◆ Selected passage
□ □ □ □ □

The Goeckeritzes moved to dismiss the Title suit and sought sanctions under Texas Rule
of Civil Procedure 13 and Chapter 10 of the Texas Civil Practices & Remedies Code. See TEX. R.
CIV. P. 13; TEX. CIV. PRAC. & REM. CODE § 10.001, et seq. Specifically, the Goeckeritzes alleged
Sonja’s Title suit was groundless, harassing, and filed in bad faith and for an improper purpose
because it was based on the same grounds, facts, and legal arguments alleged and adjudicated in
the Declaratory Judgment suit. The Goeckeritzes claimed dismissal of the Title suit with prejudice
was appropriate because the trial court had “already used a lesser sanction to attempt to secure
compliance with the rules of procedure by previously entering the [R]ule 91a order of dismissal.
Not to mention, a final judgment dated May 3, 2019 was rendered against [Sonja], in another
proceeding, evicting her from the [Property].” The Goeckeritzes prayed the trial court dismiss
Sonja’s Title suit with prejudice and enter an order requiring Sonja to refrain from filing any other
claims against the Goeckeritzes, pay a penalty to the trial court, and award the Goeckeritzes
reasonable costs and attorney’s fees.

□ □ □ □ □

◆ Location labeling records
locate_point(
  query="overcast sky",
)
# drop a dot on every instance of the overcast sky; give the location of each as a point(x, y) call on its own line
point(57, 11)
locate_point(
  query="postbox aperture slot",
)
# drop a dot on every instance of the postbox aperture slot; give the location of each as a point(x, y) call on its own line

□ □ □ □ □

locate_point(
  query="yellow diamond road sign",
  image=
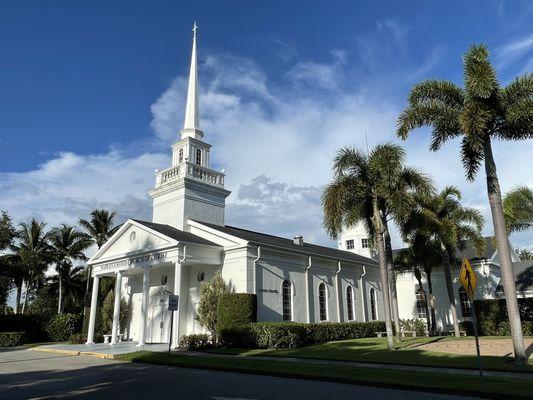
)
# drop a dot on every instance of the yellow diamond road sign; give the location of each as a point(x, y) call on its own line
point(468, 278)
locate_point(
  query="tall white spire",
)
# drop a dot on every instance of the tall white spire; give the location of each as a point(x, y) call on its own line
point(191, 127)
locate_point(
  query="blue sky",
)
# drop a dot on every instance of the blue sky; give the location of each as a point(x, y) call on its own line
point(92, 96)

□ □ □ □ □

◆ Instructions
• 1. According to the sanctions passage, why did the Goeckeritzes claim that dismissing the Title suit with prejudice was appropriate?
• 2. Reproduce word for word the part of the sanctions passage from "The Goeckeritzes moved" to "order of dismissal.".
Rely only on the sanctions passage and not on the records.

◆ Results by task
• 1. They claimed the trial court had already used a lesser sanction to try to secure compliance with the rules of procedure by entering the Rule 91a order of dismissal. They added that a final judgment dated May 3, 2019 had been rendered against Sonja in another proceeding, evicting her from the Property.

• 2.
The Goeckeritzes moved to dismiss the Title suit and sought sanctions under Texas Rule
of Civil Procedure 13 and Chapter 10 of the Texas Civil Practices & Remedies Code. See TEX. R.
CIV. P. 13; TEX. CIV. PRAC. & REM. CODE § 10.001, et seq. Specifically, the Goeckeritzes alleged
Sonja’s Title suit was groundless, harassing, and filed in bad faith and for an improper purpose
because it was based on the same grounds, facts, and legal arguments alleged and adjudicated in
the Declaratory Judgment suit. The Goeckeritzes claimed dismissal of the Title suit with prejudice
was appropriate because the trial court had “already used a lesser sanction to attempt to secure
compliance with the rules of procedure by previously entering the [R]ule 91a order of dismissal.